• _Given task_: Update the records below by replacing "innermost point" with "central point" everywhere it occurs, changing nothing else. Leave the pictures out of your answer.

• _Material for this task_:
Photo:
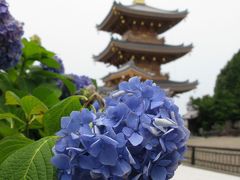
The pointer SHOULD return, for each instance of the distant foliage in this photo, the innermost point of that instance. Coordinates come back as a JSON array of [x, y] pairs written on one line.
[[10, 38], [224, 105], [227, 89]]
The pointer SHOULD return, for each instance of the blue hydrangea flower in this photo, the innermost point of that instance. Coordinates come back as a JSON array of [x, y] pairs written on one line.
[[61, 70], [152, 126], [83, 151], [80, 81], [140, 135], [11, 32]]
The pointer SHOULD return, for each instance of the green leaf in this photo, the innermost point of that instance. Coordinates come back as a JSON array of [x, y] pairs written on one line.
[[68, 83], [5, 130], [52, 92], [50, 62], [51, 119], [5, 83], [12, 117], [31, 50], [12, 98], [30, 162], [10, 144], [32, 106]]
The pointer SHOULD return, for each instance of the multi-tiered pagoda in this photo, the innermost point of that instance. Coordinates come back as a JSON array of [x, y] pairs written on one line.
[[140, 51]]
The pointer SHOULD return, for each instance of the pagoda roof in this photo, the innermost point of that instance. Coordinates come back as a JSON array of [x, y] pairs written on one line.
[[140, 12], [173, 87], [162, 52], [130, 67]]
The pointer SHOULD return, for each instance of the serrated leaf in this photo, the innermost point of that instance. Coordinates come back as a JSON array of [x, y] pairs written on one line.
[[11, 144], [12, 98], [5, 130], [31, 50], [68, 83], [52, 92], [5, 83], [33, 106], [50, 62], [30, 162], [51, 119], [12, 117]]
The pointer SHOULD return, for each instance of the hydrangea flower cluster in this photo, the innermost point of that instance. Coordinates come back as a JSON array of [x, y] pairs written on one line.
[[80, 81], [11, 32], [140, 135], [60, 70]]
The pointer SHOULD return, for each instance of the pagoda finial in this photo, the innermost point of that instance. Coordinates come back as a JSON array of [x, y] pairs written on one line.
[[139, 1]]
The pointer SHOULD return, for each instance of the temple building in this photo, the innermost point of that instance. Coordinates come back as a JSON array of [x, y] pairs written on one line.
[[141, 51]]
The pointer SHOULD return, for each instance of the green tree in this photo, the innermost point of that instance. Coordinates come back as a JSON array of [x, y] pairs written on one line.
[[224, 105]]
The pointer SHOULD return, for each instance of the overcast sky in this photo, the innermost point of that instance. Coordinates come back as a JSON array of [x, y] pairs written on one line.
[[68, 27]]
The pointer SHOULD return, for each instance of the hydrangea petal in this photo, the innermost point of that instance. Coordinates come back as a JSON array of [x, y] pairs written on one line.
[[135, 139], [158, 173]]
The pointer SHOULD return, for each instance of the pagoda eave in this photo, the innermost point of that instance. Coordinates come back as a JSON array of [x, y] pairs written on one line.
[[171, 87], [156, 19], [131, 70], [119, 52]]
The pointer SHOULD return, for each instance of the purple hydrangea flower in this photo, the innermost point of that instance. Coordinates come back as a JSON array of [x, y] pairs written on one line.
[[61, 69], [152, 126], [11, 32], [140, 135], [84, 151], [80, 81]]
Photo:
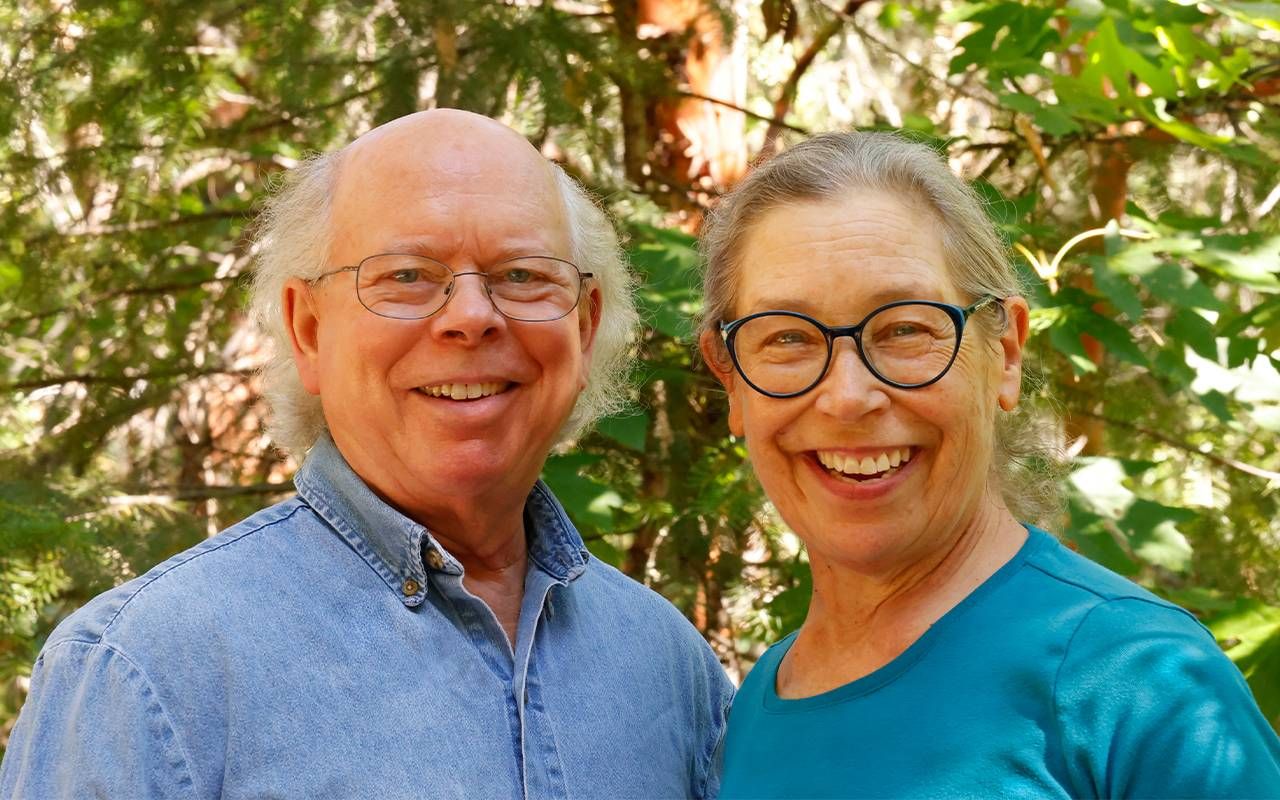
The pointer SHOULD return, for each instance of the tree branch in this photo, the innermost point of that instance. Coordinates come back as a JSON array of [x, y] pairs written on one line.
[[772, 120], [115, 380], [1232, 464], [787, 96], [164, 288]]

• _Exercise solution_:
Photo:
The pointer SHOULD return, for each instance of the distant foliage in this photo, the central point of that instance. Coordinates come back as a JSON array of [x, y] pairs written on one line.
[[10, 38], [224, 105], [227, 89]]
The pointer SHOULD return, for each instance of the blue hydrangea flower in this photo, the central point of that instance. Coordinates come back as a JSON array of [x, y] pairs written on one line.
[[61, 70], [152, 126], [83, 151], [80, 81], [140, 135], [11, 32]]
The pointer SHOULD return, for each instance of the green leaf in this photo, the central point of that instance. Coordinates come back as a JSON array of [x, y] pairs written on one line.
[[68, 83], [5, 130], [52, 92], [50, 62], [51, 119], [5, 83], [12, 117], [31, 50], [12, 98], [30, 162], [10, 144], [32, 106]]
The pointer SHOULD return, for each instance of the multi-tiered pagoda in this photo, the central point of that instance. Coordinates come back as a JSON array of [x, y] pairs written on one line.
[[140, 51]]
The pointer SHOULD return, for each instance of the pagoda roof in this photo, the central point of that instance. Coordinates come back as a JSON array of [x, y] pairs written on one line.
[[140, 12], [173, 87], [162, 52], [130, 67]]
The pointer SHOULD return, for each instance of the serrated leaf in this photo, the central point of that instance. Coordinates come back as a JSON array of [x, y] pairs written on one line.
[[11, 144], [12, 98], [5, 130], [31, 50], [68, 83], [52, 92], [5, 83], [33, 106], [50, 62], [30, 162], [51, 119], [12, 117]]
The pointer SHOULD return, for each instance of the hydrangea flower cluster in this photo, the central point of that instance. Coordinates come back as a JSON array of [x, y] pairs written on one line.
[[80, 81], [11, 32], [140, 135], [60, 70]]
The pointer SHOULD return, for each instance of the pagoda finial in this photo, the central point of that instance. Coordinates come back as a JSON array of [x, y] pairs written on one line.
[[139, 1]]
The pointer SHOULD return, for each instance of the temple building in this photo, the central point of that instance. Coordinates come back as a JSON array of [x, y] pairs written on one line.
[[141, 51]]
The pointer SHOULD return, for each instance of the green tree in this photo, the central point of that instance. Coordinates come back as a JSON array of [x, y] pairs written on one line.
[[224, 105]]
The pointer SHOULD return, for each instance of the overcast sky in this photo, the central point of that instance. Coordinates come back as a JSON array of [x, y] pairs written on one line.
[[68, 27]]
The pointer SHOULD return, for each instance of the hydrangea petal in this photo, the central point of that instance. Coordinates come back as a JSON array of [x, y] pairs written on one line.
[[135, 139], [158, 173]]
The pointer SHOULD return, for each instance of the pagoda eave in this photo, the central point of that instance. Coordinates come back as a JSON array of [x, y] pairs written on one line.
[[171, 87], [156, 19], [131, 70], [119, 52]]
The pointer SHOULD return, for each instance of the purple hydrangea flower in this photo, the central point of that instance. Coordinates come back as a JSON array of [x, y] pairs written on one line.
[[61, 69], [152, 126], [11, 32], [140, 135], [84, 151], [80, 81]]
Photo:
The pointer SHOULD return, for each instance of the tree branch in this photo, the central point of that instance. Coordinates come back as a JSON array of [x, y] pairs written on one line.
[[772, 120], [115, 380], [1232, 464], [787, 96], [164, 288]]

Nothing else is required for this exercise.